** APPLY WHAT YOU READ **
A: In the article on vaping below, what share of the 500 patients in the CDC study used e-cigarettes containing THC?
B: Pick up the article on vaping below at the point where its text ends, and keep writing it from there.

*** Opening EXTRACT TO READ ***

Electronic cigarette was said to be the “lesser evil” between smoking and vaping, but after twelve vaping-related deaths have been reported in the US, the claim that vaping is a good alternative for those looking to quit smoking might prove to be just a myth.
In 2015, a female patient was taken to a hospital in West Virginia in the United States for acute respiratory illness. The doctor who treated her suspected her of suffering a mysterious case of lipoid pneumonia. The possible cause for it: vaping.
Four years later, twelve people have died of vaping-related lung injuries, and another 805 cases of lung illnesses have been confirmed to be tied to vaping.
The Centers for Disease Control and Prevention’s (CDC) study on 500 patients, found that 70% of them used e-cigarettes containing THC, a substance commonly found in marijuana, and another 16% used the ones containing nicotine.
Vaping trend bloomed in Malaysia in 2015. Many locals began to set up shops selling vaping devices (known as ‘pen’ or ‘mod’) and juices on the corner of every street.
There is hard evidence that smoking cigarettes is damaging for health, especially the cancer-causing substances found in the cigarettes; so smokers found vaping to be an alternative to smoking.
Everything was looking fine for the vapers. Not only did buying the juices save them a lot of money, vaping was also said to be a safer option compared to smoking.
The booming business placed the vape industry in Malaysia as the second largest in the world after the United States, and also the biggest in Asia.
However, while the newly-discovered market was thriving, that’s when the illegal trade began to slip through the cracks.
The juices – the flavoured liquid which are vaporised into a mixture of chemicals into the lungs when puffed – typically contain 95% of propylene glycol and glycerine, while the balance 5% are for the flavouring and additives.
But in some cases, like the ones in the US, the 5% may also contain nicotine.
The illegal vaping market is big
In Malaysia, the supply of any products containing nicotine is only allowed for licensed pharmacists and registered doctors. Others caught selling nicotine are considered violating the Poisons Act 1952, Sale of Drugs Act 1952, and Control of Drugs and Cosmetics Regulations 1984.

*** Closing EXTRACT TO READ ***
*** Opening DATA UNDER STUDY ***

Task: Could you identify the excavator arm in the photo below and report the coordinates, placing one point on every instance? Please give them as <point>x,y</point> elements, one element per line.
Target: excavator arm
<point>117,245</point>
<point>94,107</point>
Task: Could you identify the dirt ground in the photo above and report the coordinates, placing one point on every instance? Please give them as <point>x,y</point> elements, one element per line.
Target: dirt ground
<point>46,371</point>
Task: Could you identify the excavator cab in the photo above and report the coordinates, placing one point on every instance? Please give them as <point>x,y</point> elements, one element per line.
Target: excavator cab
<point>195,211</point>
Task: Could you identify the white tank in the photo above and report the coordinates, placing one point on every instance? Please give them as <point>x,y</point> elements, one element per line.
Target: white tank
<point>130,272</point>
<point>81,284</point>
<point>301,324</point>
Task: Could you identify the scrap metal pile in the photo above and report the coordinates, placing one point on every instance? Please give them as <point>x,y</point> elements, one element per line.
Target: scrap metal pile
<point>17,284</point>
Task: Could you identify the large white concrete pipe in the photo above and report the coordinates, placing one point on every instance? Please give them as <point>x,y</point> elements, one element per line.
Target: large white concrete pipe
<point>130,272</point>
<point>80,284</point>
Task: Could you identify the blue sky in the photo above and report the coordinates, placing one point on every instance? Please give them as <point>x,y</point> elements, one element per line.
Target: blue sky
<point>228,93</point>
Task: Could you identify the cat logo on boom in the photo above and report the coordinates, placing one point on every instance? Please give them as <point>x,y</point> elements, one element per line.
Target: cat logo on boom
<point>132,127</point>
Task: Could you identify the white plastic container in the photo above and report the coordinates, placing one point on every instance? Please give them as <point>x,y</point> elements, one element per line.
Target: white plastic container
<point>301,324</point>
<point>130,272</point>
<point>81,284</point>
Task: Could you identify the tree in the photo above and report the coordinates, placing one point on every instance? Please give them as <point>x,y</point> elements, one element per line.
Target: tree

*** Closing DATA UNDER STUDY ***

** ANSWERS **
A: 70% of them

B:
Despite being deemed haram by the Fatwa Council, the market for vape liquid (or e-cigarettes refills) containing nicotine is big.
While there is no mention of vape liquid containing THC yet, in August this year alone, Malaysian authorities confiscated 66,988 containers of the nicotine-contained liquid worth RM1.4 million.
Japan Tobacco International (JTI) Malaysia estimates the overall illegal vaping market in Malaysia to be at some RM2 billion. Together with illegal cigarettes, the total illegal market accounts for approximately 70% of total consumption.
JTI Malaysia also mentions that 90% of vape liquid are laced with nicotine, which is proven to be addictive among the users. To make matters worse, the ones consuming the liquid are no longer only average smokers, but also school students.
It’s a “cool” trend among school students
After the big hit in 2015, the vaping trend slowed down in the next few years. But now it’s picking up again, this time among the youngsters.
Smoking e-cigarettes is common among university students. A study on 1302 students randomly picked from six universities showed that 74.9% smoked e-cigarettes, 40.3% used both cigarettes and e-cigarettes, 34.5% were exclusive e-cigarette users.
But a more shocking finding is the vaping trend among school students.
According to Child Mind Institute, e-cigarettes are now the most frequently used tobacco products among adolescents worldwide, with some 2.1 million middle and high school students being e-cigarette users in 2017.
Pictures of a group of school students puffing smoke out of vaping mods went viral recently, signaling the reality that vaping habit is becoming a trend that Malaysian school students, as young as the first graders, pick up to look “cool” among friends.
But many of these students don’t look for the e-cigarettes on their own. Adults looking for opportunities to make money are targeting them by selling vapes for only RM50 to RM100, or renting out vapes for RM20.
Vapes come in many flavours, have perfume-like smells, and are easy to pose as a harmless flash drive, which are the reasons more and more students are jumping on the vaping bandwagon without being aware of the consequences.
Not to mention the easy process of online purchasing, one doesn’t need to leave the house to get the refill for the vape juices.
The death toll has launched studies on the impact of vaping or smoking e-cigarettes on vapers’ health.
Even without nicotine or any flavourings, inhaling e-cigarettes has an immediate impact on the vascular system. Throw in nicotine, the e-cigarettes become highly addictive, can harm the development of adolescent brains, and can also cause seizures, coma, and even death.
With more reports on vaping-associated lung diseases coming in, at this rate, the school students will have lesser chance to make it through adulthood especially if the liquid they inhale contains nicotine, or God forbid, THC.